(Data section):
::::
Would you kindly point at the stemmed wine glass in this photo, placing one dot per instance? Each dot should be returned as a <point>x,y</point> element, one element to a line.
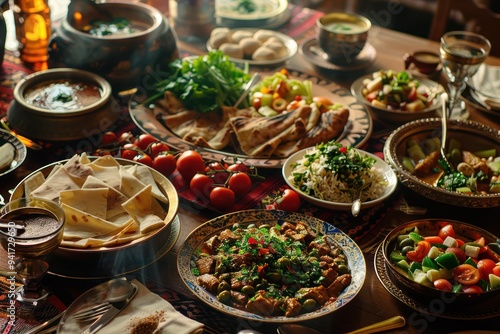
<point>33,229</point>
<point>461,53</point>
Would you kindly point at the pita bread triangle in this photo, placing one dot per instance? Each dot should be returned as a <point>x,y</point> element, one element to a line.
<point>57,182</point>
<point>115,198</point>
<point>93,200</point>
<point>140,207</point>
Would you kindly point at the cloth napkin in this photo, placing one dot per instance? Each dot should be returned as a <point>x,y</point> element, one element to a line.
<point>149,309</point>
<point>485,84</point>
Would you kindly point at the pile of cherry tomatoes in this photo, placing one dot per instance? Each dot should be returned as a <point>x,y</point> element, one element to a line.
<point>217,182</point>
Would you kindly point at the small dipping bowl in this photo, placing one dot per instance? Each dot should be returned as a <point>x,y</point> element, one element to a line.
<point>342,36</point>
<point>426,62</point>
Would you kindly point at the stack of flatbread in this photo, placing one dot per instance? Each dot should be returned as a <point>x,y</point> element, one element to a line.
<point>248,132</point>
<point>105,203</point>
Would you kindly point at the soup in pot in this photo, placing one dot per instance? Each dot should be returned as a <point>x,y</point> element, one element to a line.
<point>63,95</point>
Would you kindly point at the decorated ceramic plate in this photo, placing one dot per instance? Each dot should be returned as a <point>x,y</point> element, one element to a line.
<point>14,152</point>
<point>288,42</point>
<point>356,132</point>
<point>469,313</point>
<point>388,173</point>
<point>190,248</point>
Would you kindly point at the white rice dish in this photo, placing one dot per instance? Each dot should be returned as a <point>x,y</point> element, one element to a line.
<point>334,173</point>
::::
(How to complete this task):
Could you return the listing above exactly, minus its pictures?

(Response to this exercise):
Would you kindly point at the stemmed wine glass in this photo, placing one dot per instance? Each dot should be returned as a <point>x,y</point> element, one element to a line.
<point>33,229</point>
<point>461,53</point>
Would you kindly point at the pita bread triangle in this photo, placing one dot per instance? Each dot should be returned as a <point>x,y</point> element, one element to a line.
<point>57,182</point>
<point>115,198</point>
<point>93,200</point>
<point>140,207</point>
Would you kindly point at the cloth napkin in this photo, placing one dot per instance? Each dot should be returned as a <point>x,y</point> element, one element to a line.
<point>149,309</point>
<point>485,84</point>
Would you kindly point at the pile of cherry tomatoes in this photo, placing one dot per instance? Each dot should be returned as a <point>x,y</point> element, one element to a line.
<point>217,182</point>
Would you kindly point at the small dipping bowl in this photo, placing one dot per instance? Each dot should be returned as a <point>x,y</point> element, one element to a line.
<point>342,36</point>
<point>426,62</point>
Would you kindly point at the stack of flatbread in this photo, placing one dot per instance? Each dot should be returned as a <point>x,y</point> element, one element to a line.
<point>248,132</point>
<point>105,203</point>
Would you kindly point at the soup in pot in this photo, placing one dot per instance? Each dot should be returned as a <point>x,y</point> element, one element to a line.
<point>63,95</point>
Would you kindly point at the decorated ceramic plate in this photo, placing one dot per instance? Each dot should be returned as a <point>x,y</point> element, one element to a line.
<point>14,152</point>
<point>288,42</point>
<point>356,132</point>
<point>469,313</point>
<point>388,173</point>
<point>190,248</point>
Would you kindly point at the white rice dish in this photo, placing one dot per instance? Each dot should be returned as a <point>x,y</point> element, one element to a line.
<point>334,173</point>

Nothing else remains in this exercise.